- TRY IT
Across the entries below, how many lines have the string "worker" in them? Reply with only the number.

(MATERIAL PROVIDED)

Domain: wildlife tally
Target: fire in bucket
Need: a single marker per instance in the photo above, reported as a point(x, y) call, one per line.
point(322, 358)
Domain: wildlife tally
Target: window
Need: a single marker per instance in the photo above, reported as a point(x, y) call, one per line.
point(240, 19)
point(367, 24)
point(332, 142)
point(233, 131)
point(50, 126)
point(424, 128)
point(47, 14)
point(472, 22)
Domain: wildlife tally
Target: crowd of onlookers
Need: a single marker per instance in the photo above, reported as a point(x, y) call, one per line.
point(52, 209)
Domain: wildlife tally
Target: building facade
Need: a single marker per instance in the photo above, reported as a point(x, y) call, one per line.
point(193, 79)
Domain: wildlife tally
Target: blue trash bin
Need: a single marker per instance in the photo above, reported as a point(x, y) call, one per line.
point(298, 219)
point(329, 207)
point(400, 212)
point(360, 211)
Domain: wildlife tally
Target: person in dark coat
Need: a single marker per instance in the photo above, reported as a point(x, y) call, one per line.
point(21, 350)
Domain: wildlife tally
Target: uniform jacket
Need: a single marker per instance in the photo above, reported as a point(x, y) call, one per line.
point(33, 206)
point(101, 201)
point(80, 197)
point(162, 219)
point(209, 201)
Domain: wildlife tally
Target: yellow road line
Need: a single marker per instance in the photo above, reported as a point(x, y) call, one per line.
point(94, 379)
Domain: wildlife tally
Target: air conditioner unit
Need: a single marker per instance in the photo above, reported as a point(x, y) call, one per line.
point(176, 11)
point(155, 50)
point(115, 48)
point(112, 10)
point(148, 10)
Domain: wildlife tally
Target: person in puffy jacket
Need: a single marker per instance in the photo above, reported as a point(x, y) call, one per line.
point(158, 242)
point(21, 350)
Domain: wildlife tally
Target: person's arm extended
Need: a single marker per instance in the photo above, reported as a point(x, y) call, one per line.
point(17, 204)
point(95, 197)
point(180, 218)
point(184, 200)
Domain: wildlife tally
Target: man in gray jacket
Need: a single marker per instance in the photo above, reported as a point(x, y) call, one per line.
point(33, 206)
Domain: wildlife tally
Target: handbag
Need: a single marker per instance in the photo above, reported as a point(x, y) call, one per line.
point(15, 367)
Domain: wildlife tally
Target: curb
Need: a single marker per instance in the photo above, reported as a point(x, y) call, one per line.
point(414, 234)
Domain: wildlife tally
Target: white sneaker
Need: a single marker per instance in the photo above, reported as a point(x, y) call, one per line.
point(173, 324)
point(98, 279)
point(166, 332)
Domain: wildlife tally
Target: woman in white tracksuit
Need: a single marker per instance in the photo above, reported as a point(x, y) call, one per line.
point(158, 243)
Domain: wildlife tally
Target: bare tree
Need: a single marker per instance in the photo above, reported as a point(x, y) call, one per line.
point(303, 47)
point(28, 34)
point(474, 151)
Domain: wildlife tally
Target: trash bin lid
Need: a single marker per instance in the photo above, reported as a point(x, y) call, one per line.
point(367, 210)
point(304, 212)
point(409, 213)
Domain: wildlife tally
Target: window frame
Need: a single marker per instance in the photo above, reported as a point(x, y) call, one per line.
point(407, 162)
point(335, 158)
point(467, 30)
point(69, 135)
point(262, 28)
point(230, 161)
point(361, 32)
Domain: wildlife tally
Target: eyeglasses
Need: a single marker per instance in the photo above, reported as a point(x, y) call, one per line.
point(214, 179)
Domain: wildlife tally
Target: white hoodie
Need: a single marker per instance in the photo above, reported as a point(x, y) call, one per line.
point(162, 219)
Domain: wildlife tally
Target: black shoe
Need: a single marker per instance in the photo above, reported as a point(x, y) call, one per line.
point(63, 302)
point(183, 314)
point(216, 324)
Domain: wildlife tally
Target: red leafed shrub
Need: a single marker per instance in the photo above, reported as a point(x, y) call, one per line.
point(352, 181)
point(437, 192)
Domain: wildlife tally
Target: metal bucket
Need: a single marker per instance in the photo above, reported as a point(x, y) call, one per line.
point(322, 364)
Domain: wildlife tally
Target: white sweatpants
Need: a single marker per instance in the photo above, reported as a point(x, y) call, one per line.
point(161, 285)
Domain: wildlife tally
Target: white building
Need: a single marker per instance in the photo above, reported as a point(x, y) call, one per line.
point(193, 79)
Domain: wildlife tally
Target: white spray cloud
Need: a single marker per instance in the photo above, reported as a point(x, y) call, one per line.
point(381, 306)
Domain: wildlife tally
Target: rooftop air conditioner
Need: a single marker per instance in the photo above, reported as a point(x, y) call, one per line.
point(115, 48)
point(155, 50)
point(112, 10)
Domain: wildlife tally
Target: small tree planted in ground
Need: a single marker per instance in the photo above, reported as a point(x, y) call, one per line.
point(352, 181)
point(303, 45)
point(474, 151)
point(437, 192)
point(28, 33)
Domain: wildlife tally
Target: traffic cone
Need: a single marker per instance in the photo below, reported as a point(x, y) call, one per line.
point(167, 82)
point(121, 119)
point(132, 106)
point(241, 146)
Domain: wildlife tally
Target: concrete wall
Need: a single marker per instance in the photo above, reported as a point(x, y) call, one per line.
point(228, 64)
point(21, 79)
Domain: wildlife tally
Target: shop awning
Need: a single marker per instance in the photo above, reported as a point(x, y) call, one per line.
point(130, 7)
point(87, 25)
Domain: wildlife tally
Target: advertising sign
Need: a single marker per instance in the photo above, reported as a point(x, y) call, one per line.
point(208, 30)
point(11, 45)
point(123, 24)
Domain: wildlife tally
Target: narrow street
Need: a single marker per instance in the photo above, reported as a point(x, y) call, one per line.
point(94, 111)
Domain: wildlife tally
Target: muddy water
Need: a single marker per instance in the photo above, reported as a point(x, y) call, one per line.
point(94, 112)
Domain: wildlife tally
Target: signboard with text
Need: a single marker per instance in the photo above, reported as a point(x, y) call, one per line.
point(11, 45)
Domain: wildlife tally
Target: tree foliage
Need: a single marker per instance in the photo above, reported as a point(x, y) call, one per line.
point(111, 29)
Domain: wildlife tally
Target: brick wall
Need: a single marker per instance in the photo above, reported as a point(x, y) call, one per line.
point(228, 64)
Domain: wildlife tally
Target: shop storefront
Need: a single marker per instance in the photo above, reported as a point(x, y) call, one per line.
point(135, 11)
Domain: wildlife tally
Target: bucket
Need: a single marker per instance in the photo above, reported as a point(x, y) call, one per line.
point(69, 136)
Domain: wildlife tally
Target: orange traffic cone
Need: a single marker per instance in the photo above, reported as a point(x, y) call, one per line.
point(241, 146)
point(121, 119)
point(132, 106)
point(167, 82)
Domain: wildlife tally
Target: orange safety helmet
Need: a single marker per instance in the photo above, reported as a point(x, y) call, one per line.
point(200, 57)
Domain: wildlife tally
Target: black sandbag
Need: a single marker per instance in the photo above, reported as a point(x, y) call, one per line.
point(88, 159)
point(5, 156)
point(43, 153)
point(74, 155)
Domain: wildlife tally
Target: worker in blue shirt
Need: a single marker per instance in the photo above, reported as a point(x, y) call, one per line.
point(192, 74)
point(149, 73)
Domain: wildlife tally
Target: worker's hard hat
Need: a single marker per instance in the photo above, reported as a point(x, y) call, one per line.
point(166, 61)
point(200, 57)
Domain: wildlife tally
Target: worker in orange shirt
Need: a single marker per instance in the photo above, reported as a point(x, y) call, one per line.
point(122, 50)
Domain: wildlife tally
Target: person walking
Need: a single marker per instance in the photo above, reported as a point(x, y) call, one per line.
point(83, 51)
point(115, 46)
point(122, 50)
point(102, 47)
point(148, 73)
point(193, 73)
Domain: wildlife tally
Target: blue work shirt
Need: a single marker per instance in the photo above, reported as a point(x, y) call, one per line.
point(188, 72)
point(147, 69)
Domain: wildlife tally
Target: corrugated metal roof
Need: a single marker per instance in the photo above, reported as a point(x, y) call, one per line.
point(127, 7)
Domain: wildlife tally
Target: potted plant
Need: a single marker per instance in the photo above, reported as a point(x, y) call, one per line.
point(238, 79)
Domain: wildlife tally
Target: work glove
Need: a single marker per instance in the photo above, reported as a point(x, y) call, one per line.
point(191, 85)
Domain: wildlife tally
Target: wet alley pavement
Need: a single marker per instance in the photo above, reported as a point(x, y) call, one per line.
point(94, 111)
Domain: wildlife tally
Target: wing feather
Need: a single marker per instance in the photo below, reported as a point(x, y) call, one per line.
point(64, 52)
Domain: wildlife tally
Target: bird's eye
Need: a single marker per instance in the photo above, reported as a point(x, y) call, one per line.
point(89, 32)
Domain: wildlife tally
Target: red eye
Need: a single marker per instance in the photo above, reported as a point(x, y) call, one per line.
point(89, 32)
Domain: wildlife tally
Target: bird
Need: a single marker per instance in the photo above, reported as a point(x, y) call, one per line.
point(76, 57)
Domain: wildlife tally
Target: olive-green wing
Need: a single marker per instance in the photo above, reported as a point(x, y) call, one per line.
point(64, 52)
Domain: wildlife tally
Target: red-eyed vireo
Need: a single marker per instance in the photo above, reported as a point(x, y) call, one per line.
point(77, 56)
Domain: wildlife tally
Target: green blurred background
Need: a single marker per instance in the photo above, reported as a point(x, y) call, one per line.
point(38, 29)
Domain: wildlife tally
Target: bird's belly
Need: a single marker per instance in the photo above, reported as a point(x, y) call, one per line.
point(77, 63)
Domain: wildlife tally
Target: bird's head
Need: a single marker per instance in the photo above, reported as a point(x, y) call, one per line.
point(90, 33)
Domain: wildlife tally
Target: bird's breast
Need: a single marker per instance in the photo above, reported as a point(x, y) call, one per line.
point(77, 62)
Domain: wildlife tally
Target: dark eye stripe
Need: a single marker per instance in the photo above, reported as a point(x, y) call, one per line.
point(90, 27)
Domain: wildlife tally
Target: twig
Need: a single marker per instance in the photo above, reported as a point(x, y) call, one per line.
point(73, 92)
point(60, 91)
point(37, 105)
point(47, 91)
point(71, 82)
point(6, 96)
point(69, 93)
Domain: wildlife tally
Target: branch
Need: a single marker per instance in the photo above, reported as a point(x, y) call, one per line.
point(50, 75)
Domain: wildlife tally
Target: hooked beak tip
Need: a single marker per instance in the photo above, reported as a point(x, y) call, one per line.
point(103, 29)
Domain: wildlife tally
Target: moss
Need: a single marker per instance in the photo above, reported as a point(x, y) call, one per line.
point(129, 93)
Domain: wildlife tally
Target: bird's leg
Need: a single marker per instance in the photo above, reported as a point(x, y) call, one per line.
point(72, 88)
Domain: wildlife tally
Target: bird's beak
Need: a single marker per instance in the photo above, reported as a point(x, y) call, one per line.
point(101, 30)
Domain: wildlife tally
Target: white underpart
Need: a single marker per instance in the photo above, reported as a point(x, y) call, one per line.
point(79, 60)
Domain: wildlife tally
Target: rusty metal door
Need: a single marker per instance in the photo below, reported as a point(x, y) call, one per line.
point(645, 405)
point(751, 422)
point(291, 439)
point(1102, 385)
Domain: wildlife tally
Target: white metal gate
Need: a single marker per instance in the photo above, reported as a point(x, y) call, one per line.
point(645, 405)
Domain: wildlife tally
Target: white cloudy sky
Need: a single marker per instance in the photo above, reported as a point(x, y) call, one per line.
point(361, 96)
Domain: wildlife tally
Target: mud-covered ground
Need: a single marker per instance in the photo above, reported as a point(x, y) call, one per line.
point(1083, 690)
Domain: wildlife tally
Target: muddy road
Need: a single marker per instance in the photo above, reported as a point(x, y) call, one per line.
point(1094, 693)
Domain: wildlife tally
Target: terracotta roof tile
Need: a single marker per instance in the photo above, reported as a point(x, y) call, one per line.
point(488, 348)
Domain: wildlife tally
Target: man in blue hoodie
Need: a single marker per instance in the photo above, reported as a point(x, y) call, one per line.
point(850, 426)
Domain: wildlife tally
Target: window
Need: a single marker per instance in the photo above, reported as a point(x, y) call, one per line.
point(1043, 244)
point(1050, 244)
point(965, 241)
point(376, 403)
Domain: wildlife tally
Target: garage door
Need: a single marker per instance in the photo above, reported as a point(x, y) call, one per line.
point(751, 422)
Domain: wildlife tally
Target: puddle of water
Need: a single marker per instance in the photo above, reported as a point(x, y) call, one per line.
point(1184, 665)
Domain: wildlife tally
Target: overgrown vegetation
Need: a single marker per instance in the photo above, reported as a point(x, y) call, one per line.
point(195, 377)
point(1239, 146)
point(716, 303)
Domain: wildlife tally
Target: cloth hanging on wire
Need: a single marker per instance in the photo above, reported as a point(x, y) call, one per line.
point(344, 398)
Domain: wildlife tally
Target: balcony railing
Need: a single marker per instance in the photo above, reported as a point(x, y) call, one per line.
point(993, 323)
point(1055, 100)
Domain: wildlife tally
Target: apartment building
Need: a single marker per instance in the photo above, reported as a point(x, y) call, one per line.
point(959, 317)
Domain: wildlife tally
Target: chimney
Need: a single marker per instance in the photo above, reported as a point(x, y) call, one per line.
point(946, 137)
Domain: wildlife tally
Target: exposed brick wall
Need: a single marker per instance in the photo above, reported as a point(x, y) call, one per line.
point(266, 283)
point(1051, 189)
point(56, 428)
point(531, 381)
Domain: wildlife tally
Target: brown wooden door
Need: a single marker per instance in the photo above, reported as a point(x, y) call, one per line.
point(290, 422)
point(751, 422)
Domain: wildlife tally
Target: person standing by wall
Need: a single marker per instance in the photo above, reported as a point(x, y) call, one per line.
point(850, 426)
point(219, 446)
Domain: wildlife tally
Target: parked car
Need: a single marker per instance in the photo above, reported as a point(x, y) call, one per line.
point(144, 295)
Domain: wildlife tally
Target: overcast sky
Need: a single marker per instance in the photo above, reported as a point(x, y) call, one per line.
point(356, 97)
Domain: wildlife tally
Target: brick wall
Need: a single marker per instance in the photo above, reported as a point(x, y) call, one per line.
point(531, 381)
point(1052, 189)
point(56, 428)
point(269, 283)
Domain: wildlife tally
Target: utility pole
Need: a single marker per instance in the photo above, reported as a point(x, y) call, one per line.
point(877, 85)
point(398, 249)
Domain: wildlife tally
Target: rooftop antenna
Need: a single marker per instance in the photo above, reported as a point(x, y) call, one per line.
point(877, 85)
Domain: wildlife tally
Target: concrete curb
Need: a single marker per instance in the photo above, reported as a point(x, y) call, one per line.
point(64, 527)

(End MATERIAL PROVIDED)

- EXERCISE ANSWER
3